*** Extract provided ***
Eric Trudgill    -    2 January 2016

Keziah Booth (christened in Eaton, Leics in 1839 daughter of James and Sophia) told the gypsiol- ogists her grandfather, John Booth, had been born in Edensor, Dby, son of James, a gorjer, and had left it as a young man. George Booth (Keziah’s second cousin) told the gypsiologists his grandfather, George Booth, had also been born in Edensor son of a gorjer, and left it as a young man. Keziah and George both claimed the travelling Booths were descended from property-owning Edensor Booths, illegally dispossessed according to George in the notorious Edensor evictions. It was a great story, but not one that survives acquaintance with the records and a filling in of the gaps in the records.
*** Extracted information ***
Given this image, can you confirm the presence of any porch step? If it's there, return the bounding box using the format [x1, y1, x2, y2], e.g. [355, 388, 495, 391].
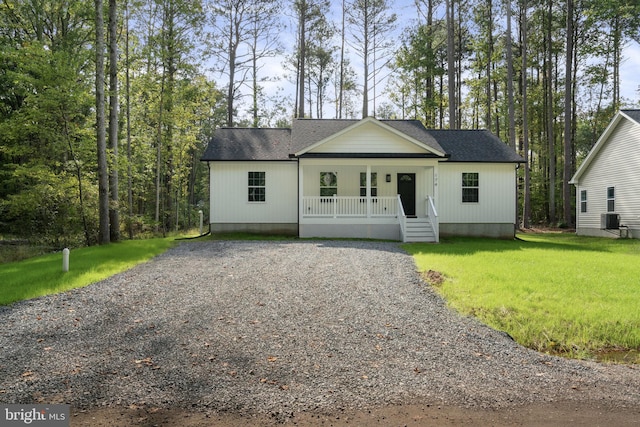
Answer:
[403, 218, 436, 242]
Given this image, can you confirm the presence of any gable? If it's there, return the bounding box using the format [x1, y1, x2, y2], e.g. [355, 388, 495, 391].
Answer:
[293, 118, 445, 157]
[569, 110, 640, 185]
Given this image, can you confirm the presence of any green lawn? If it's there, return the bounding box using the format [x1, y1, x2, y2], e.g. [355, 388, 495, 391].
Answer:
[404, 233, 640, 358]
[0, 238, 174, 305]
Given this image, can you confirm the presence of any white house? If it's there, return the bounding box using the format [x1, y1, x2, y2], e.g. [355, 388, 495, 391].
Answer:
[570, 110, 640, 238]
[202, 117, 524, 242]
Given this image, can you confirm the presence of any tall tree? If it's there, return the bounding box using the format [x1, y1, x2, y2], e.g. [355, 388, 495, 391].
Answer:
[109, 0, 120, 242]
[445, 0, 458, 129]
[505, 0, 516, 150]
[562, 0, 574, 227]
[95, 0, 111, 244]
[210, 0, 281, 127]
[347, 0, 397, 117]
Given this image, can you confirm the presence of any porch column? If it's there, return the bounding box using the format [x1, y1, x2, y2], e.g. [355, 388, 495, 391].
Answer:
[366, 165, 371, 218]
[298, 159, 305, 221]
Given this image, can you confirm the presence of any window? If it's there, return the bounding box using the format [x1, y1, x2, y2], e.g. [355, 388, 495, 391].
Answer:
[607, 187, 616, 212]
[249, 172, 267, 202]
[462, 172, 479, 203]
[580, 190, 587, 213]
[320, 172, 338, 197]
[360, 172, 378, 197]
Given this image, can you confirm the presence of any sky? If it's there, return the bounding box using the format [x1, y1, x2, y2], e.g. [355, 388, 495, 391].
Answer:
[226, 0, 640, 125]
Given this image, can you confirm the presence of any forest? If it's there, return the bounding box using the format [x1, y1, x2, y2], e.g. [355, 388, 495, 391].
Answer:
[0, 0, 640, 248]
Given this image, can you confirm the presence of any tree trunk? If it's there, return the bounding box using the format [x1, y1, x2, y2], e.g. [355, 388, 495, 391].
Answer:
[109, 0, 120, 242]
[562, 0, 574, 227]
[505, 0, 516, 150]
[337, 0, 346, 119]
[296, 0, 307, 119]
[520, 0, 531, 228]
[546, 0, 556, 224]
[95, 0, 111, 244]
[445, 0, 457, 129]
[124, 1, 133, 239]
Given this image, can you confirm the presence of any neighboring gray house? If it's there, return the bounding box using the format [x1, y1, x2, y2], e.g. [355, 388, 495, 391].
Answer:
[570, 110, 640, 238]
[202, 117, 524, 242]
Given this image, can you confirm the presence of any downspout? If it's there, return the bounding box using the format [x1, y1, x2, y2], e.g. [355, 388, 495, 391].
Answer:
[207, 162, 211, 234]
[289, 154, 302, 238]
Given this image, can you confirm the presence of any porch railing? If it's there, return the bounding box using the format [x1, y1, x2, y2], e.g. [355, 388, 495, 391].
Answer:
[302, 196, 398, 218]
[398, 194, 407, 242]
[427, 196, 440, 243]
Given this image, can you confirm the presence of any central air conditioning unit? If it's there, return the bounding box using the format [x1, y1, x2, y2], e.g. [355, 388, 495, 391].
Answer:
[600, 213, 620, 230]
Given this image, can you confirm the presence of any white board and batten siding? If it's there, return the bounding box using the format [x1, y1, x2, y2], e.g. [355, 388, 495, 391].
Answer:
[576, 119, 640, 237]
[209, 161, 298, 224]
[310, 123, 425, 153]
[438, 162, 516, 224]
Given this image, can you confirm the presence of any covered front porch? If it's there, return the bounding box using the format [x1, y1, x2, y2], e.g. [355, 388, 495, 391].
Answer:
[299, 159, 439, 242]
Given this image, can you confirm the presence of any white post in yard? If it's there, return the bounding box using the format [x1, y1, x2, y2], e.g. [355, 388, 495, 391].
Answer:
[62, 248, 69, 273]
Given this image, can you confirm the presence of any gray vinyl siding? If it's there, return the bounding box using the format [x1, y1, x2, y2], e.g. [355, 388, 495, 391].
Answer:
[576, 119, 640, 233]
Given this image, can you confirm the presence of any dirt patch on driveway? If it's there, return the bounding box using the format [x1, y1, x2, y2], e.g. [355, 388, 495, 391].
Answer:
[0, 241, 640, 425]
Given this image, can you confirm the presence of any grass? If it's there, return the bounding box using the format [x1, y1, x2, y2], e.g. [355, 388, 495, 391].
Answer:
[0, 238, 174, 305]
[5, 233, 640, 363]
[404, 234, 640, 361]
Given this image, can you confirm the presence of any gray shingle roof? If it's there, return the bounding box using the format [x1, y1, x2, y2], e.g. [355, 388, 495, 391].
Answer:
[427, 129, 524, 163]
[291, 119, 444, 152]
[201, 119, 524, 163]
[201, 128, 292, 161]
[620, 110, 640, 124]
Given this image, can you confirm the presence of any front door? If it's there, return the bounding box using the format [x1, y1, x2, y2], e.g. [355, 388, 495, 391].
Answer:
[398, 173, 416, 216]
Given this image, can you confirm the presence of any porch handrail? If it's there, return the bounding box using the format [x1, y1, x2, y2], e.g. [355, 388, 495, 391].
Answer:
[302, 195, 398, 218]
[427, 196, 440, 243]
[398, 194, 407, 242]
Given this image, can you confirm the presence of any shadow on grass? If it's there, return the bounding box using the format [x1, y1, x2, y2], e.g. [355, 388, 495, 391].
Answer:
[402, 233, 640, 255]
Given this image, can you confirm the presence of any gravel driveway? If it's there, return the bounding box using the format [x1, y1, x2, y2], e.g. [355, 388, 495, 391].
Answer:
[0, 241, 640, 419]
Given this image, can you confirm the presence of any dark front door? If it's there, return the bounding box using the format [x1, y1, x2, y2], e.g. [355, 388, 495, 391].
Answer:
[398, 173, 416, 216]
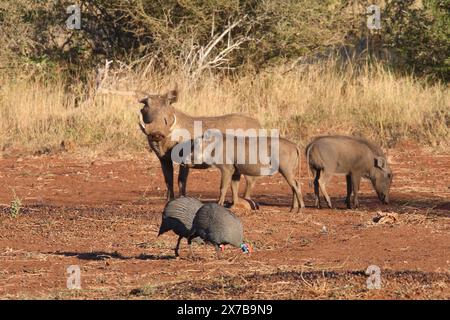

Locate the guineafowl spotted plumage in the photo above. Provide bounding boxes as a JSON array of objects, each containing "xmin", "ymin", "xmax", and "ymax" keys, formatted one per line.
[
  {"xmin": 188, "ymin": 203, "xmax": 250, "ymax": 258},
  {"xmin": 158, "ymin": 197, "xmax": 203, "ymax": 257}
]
***
*** Extracted information ***
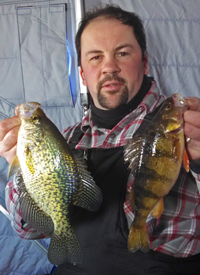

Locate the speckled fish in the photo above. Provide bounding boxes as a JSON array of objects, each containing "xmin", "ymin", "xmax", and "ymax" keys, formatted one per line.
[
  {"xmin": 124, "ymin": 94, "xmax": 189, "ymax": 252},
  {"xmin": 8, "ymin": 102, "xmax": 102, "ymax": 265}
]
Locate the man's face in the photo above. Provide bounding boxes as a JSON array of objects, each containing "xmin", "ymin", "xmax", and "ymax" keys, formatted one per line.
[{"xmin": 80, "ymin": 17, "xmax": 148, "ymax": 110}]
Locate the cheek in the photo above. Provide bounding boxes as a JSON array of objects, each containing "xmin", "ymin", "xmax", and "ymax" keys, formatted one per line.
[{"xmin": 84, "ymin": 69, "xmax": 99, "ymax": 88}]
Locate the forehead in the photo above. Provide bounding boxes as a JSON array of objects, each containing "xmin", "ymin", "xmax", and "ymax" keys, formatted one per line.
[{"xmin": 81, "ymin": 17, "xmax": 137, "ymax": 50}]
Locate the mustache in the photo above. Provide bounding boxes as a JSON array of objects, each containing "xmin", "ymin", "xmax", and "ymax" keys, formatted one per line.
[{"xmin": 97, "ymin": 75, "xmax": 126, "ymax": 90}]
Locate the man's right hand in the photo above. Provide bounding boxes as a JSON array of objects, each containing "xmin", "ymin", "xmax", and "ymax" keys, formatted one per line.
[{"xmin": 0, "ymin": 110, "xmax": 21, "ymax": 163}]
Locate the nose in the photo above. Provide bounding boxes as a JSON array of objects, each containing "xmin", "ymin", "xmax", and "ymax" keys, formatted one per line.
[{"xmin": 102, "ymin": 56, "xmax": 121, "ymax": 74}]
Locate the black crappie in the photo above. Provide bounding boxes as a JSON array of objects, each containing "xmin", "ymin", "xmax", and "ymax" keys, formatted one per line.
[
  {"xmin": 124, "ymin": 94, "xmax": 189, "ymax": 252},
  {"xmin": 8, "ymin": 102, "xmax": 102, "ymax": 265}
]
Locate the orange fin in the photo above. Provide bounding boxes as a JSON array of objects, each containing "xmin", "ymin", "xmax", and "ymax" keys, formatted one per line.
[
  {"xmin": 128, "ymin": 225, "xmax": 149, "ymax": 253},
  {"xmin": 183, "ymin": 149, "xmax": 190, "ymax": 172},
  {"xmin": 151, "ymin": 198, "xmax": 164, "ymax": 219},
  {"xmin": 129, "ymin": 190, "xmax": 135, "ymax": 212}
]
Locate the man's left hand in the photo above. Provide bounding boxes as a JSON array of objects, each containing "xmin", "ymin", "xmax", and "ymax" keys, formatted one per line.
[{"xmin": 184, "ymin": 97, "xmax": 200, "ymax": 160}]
***
*** Extracted information ***
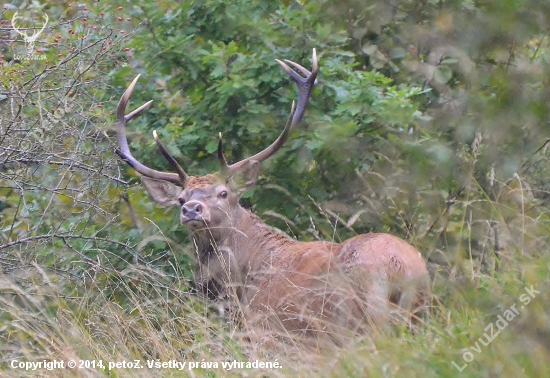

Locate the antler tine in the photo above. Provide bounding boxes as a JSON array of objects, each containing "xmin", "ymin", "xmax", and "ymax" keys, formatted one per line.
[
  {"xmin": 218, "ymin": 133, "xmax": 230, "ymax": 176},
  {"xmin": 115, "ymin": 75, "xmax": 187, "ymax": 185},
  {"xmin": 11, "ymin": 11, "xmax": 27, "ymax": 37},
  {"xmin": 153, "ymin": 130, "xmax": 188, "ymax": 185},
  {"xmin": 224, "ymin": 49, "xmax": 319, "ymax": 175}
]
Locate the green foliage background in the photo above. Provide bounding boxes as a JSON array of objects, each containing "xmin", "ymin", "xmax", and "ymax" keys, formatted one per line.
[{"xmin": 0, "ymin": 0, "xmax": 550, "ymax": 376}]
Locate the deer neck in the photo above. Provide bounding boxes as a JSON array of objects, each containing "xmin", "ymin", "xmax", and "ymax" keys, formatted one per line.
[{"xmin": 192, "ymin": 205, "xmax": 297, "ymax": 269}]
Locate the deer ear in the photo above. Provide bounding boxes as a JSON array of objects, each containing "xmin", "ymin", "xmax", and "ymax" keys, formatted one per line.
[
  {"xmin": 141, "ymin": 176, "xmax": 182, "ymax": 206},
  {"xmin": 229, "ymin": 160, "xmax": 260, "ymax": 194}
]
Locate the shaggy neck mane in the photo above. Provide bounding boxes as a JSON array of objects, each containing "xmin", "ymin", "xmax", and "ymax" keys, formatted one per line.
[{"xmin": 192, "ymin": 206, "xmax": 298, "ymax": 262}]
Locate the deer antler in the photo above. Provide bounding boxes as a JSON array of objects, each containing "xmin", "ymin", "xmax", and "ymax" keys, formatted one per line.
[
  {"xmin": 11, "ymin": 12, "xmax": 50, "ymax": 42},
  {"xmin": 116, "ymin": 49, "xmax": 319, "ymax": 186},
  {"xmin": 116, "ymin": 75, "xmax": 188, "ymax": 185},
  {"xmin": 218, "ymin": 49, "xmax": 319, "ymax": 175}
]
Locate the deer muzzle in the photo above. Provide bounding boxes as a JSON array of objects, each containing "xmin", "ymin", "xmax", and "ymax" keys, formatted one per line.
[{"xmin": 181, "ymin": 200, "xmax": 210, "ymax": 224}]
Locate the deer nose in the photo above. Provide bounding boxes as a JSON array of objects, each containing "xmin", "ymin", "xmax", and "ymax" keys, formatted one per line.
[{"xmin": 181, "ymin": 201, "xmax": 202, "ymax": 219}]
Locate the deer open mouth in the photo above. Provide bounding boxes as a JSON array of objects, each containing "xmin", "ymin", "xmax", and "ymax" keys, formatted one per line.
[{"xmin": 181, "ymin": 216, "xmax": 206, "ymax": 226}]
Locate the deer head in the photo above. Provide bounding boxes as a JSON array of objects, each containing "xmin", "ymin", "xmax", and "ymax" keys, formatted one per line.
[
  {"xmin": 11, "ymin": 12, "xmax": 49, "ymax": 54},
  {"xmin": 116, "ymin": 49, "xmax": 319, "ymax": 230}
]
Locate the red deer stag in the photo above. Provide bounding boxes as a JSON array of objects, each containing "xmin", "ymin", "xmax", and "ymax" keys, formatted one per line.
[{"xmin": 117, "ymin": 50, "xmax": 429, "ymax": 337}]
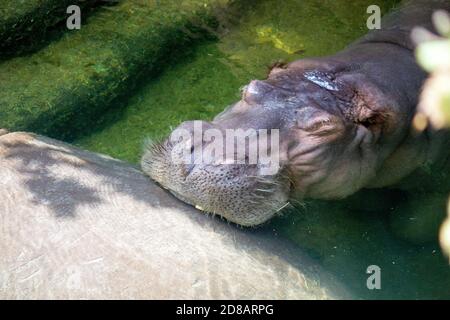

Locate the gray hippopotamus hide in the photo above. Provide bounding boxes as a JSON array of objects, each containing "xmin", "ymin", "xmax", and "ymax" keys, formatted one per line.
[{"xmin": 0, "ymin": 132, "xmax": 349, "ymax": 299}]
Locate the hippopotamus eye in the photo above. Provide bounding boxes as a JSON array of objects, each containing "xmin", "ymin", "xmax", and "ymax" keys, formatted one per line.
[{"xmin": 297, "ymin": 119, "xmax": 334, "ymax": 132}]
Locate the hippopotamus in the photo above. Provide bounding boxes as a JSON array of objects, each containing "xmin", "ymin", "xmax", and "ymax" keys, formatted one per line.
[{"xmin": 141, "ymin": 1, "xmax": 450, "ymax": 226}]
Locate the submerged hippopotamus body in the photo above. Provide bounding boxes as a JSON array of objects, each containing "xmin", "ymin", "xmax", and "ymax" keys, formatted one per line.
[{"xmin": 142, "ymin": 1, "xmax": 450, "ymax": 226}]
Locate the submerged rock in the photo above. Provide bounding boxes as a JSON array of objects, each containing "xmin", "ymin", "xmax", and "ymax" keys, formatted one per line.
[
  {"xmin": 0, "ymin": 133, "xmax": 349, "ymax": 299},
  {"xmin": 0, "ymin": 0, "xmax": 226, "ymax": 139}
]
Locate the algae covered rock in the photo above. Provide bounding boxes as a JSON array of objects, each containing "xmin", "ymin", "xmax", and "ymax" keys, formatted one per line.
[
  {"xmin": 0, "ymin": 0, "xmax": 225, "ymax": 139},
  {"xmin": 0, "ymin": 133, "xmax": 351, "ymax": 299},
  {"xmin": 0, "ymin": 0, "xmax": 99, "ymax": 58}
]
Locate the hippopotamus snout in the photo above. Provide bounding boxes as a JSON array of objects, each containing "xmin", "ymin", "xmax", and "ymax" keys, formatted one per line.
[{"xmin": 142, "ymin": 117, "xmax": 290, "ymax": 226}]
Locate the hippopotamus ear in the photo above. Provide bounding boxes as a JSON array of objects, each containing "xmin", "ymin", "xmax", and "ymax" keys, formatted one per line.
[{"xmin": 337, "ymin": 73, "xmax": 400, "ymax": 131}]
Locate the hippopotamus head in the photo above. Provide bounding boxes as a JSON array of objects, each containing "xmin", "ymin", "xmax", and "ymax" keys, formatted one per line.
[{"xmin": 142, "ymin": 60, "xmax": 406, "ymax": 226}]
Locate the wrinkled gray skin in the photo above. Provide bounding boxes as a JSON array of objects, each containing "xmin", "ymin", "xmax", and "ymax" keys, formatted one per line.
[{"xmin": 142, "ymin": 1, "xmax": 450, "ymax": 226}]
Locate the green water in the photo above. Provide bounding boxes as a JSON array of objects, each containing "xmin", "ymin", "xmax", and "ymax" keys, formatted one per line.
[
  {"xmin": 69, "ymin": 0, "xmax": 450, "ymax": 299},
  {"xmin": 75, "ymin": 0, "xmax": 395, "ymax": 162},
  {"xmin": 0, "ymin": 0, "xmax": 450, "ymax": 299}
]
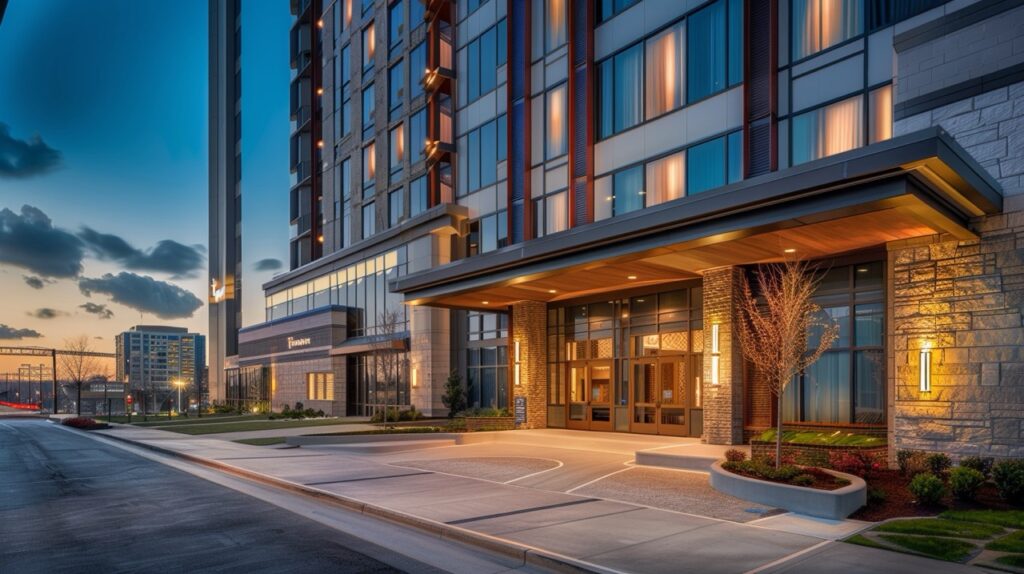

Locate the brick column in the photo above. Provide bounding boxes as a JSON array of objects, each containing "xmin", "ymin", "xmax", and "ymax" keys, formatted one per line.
***
▸ **Written task 1**: In the passage on the travelling Booths, where and when was Keziah Booth christened?
▸ **Written task 2**: Please condense the paragraph beginning "Keziah Booth (christened in Eaton" from the passage on the travelling Booths into a short bulleted list that keeps its main facts.
▸ **Written task 3**: Write a continuation of the passage on the travelling Booths, starting after its final sentence.

▸ **Written answer 1**: In Eaton, Leics, in 1839.

▸ **Written answer 2**:
- Keziah Booth, christened in Eaton, Leics in 1839 to James and Sophia, told the gypsiologists her grandfather John Booth was born in Edensor, Dby, son of James, a gorjer, and left as a young man.
- Her second cousin George Booth said his grandfather George Booth was also born in Edensor, son of a gorjer, and left as a young man.
- Both claimed the travelling Booths descended from property-owning Edensor Booths, illegally dispossessed in the notorious Edensor evictions according to George.
- The story does not survive acquaintance with the records and a filling in of their gaps.

▸ **Written answer 3**:
Keziah’s mother was Sophia Smith, christened in 1793 daughter of Robert and Lilburn and niece of the great Absalom Smith. Keziah’s father was James Booth, christened in Blisworth, Northants in 1802, two days old, son of John Booth (christened in Lilbourne, Northants in 1779 son of John and Mary, travellers, almost certainly the John Booth and Mary Davis married in Claybrooke, Leics the year before) and Christina Clayton (christened in Helmdon, Northants in 1778 daughter of Francis and Mary). James was christened in Jan 1802 as a Cleadon (ie Clayton) son of Dianna of Helmdon, and his sister Sarah was christened in Whetstone, Leics in Nov 1803 as the illegitimate daughter of Dinah Clayton, a travelling woman. But the three siblings I’ve found for them were christened as Booths: Mary (born in 1798) and Henry together in Clifton, Wks in 1810, children of John and Dinah, travellers, and Frances in Bulkington, Wks in 1808 daughter of John and Diana.

Keziah’s grandfather looks much more like John Booth christened in Northants in 1779, son of John and Mary, than the only candidate in the Edensor Register (John, son of James, christened in 1783), who looks born too late to move down as a young gorjer from north Derbyshire to the South Midlands, marry into a high caste Romany family, and sire Keziah’s father by January 1802, let alone Mary by June 1798. But the case is even clearer when we look at George’s grandfather and his family connections with both John Booth and Christina Clayton.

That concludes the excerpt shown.